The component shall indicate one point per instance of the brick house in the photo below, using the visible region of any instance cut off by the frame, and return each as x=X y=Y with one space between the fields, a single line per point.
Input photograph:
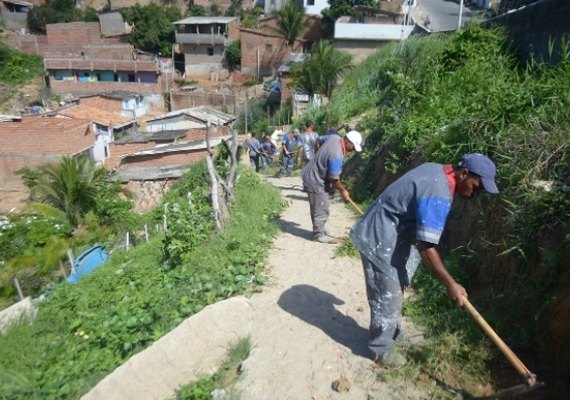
x=108 y=126
x=79 y=61
x=148 y=174
x=201 y=42
x=263 y=50
x=34 y=141
x=149 y=162
x=125 y=103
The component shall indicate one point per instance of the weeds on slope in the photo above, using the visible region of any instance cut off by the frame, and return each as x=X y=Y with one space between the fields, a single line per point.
x=82 y=332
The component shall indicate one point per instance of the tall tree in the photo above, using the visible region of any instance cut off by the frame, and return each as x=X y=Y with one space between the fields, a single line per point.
x=70 y=186
x=322 y=70
x=290 y=22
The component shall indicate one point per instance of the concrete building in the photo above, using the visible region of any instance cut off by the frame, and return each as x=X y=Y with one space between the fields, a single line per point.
x=125 y=103
x=201 y=42
x=360 y=36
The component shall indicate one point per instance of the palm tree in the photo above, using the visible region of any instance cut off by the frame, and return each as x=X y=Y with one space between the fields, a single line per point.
x=322 y=70
x=70 y=186
x=290 y=22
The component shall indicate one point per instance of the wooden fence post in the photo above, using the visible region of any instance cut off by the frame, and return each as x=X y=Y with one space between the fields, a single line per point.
x=18 y=288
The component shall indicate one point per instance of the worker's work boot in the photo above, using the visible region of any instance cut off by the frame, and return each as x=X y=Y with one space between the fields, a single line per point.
x=326 y=239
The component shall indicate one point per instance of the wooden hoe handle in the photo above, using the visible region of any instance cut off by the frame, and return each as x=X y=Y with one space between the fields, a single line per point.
x=529 y=377
x=355 y=206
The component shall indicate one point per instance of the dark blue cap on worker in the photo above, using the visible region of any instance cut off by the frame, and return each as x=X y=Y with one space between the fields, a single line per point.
x=482 y=166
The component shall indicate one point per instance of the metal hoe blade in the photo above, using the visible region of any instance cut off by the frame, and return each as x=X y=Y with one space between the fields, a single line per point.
x=513 y=391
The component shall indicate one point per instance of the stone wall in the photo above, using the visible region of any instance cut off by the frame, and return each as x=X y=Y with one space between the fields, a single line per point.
x=148 y=194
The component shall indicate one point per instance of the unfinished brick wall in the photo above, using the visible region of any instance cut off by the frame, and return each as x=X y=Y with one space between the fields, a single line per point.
x=119 y=4
x=103 y=103
x=264 y=50
x=183 y=99
x=86 y=88
x=119 y=150
x=84 y=33
x=166 y=159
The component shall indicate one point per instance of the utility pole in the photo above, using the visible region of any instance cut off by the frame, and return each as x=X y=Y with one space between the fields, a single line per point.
x=246 y=111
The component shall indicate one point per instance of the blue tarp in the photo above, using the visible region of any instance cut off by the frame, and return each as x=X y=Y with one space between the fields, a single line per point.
x=87 y=262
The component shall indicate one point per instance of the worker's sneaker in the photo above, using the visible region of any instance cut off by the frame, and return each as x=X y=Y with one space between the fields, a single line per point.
x=326 y=239
x=393 y=359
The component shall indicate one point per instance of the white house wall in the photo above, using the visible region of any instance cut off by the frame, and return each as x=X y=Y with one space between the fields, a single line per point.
x=363 y=32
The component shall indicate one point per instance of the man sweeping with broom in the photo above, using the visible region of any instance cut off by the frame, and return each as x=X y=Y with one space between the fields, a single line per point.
x=401 y=228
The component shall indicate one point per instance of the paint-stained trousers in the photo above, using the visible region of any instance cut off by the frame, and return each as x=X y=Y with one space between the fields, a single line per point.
x=385 y=298
x=319 y=205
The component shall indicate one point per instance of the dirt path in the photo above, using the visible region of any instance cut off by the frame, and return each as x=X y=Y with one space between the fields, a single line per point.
x=308 y=327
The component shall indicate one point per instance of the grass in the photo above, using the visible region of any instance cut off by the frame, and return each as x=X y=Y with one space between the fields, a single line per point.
x=224 y=378
x=84 y=331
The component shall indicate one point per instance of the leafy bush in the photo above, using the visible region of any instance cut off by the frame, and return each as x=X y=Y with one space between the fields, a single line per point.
x=18 y=68
x=84 y=331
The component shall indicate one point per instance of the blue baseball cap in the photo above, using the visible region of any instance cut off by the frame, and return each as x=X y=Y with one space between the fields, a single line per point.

The problem:
Repeat the listing verbatim. Skip the pictures.

Result:
The component shall indicate one point per instance of the brick house in the photo below, using the visible region of any instance cut off by the frame, and return each as x=X y=Y with one space between the fields, a single line per point.
Input photograph:
x=108 y=126
x=79 y=61
x=148 y=174
x=201 y=42
x=263 y=50
x=34 y=141
x=149 y=162
x=125 y=103
The component shall indicate one point per instance of the weeds on slope in the photo above, using the visible region of any instance cut off by the frame, and return each as x=X y=Y with one space between the fields, a single line per point.
x=82 y=332
The component shall indicate one point per instance of the tall tree in the photo above, using the visible region of any instance cut off by the frame, and return each as x=X y=Y with one space between the fields, a single line per point.
x=70 y=186
x=322 y=70
x=290 y=22
The component shall indicate one point per instance of the concrete building in the photo above, using the visible region of any instance cut off by the frame, and return each as x=X y=Y with one space between the fields, a single line per point.
x=125 y=103
x=201 y=42
x=360 y=36
The component shall indicate one point per instance of the palm tree in the photo above, using the visible region of any instance cut off by the frame, and return each as x=X y=Y with one space between the fields, a single line per point.
x=322 y=70
x=70 y=186
x=290 y=22
The component shall indicate one point per instance of the wooden fence post in the photo above, using the visible region of any instance cut off by the frame, and return each as x=X y=Y with one space between the fields, a single line per point.
x=18 y=288
The component shall indicate one point per instance of the worker's work boot in the photo above, using the visible region of any instance cut off by the frame, and return each as x=X y=Y with one space between the fields, a single line per point.
x=326 y=239
The component shall indicate one point per instance of the wooden hoe handle in the photo above, using the visible region of any instance cut off by the frame, and return each as x=X y=Y with one space between the fields, a single line per point.
x=529 y=377
x=355 y=206
The component shall indicate one point per instance of the dark blue cap on worker in the photo above, using the visible region of any instance cut off by the frame, and return each as x=X y=Y with one space between the fields, a single line per point.
x=482 y=166
The component shall indicate one point per instance of the metal hoe blade in the photo above, using the visible region of any instance cut off by the frame, and return each as x=X y=Y with one space between the fields, a single line per point.
x=513 y=391
The component shall indicate one point per instance of the stone wall in the photo above, using the visible region of any instance cut off by the frame, and return each as x=X y=Y with one space between the fields, a single line per point.
x=148 y=194
The component shall indicate one point per instance of the unfinished brick wall in the photo above, using the visible region of any instance cut off by the frame, and return each as x=X y=Y with one space between the fields, a single line per point.
x=119 y=4
x=103 y=103
x=264 y=50
x=183 y=99
x=86 y=88
x=119 y=150
x=84 y=33
x=166 y=159
The component shall indicate one point per instance of the utility pole in the photo above, using the visible region of any instance cut off by the frame, and return each as x=X y=Y with one space between the fields, a single line per point.
x=246 y=111
The component shall indicate one point per instance of the blue tarp in the photo above, using the visible region of any instance cut off by the frame, and return each as x=X y=Y with one space between the fields, a single line per point.
x=87 y=262
The component shall indicate one point per instance of the worker's sneaker in the photo above, using the visible region of any instance cut off by the frame, and return each as x=X y=Y with one space between the fields, a single line per point.
x=326 y=239
x=393 y=359
The component shall indicate one point per instance of the white house wall in the photo above, using the visible region of any instance cut off by the frame, and return each as x=X y=Y with one space between the fields, a single line per point.
x=363 y=32
The component shall indicate one point per instance of the man sweeping with broom in the photo above, using the visible region of any instance cut off by the frame, and return each as x=X y=Y with one space between the fields, a single line per point.
x=401 y=228
The component shall indicate one point per instance of the paint-stained trousers in the photo above, using the visible region of any instance cut off by the frame, and return each as x=X y=Y with one space between the fields, a single line per point.
x=385 y=298
x=319 y=205
The component shall indicate one point per instance of the dirt path in the photo above, using the visible region of any instance cut off by the frame, and return each as x=X y=Y with one space between the fields, a single line per point.
x=308 y=327
The component shall indicate one point per instance of the grass in the photo above, using the visible region of any instance cut off by the frame, and return each as x=X y=Y with one space between the fields, a single line per point.
x=224 y=378
x=84 y=331
The component shall indicate one point per instance of the leafy bush in the photo above, using the visible region of any instance cut off by the frame, and return each as x=X y=Y with one space between the fields, a single line per point.
x=18 y=68
x=84 y=331
The component shall indicate one point per instance of the blue baseball cap in the photo above, using the visible region of any instance cut off by the frame, and return each as x=X y=Y with one space between the fields, a single line per point.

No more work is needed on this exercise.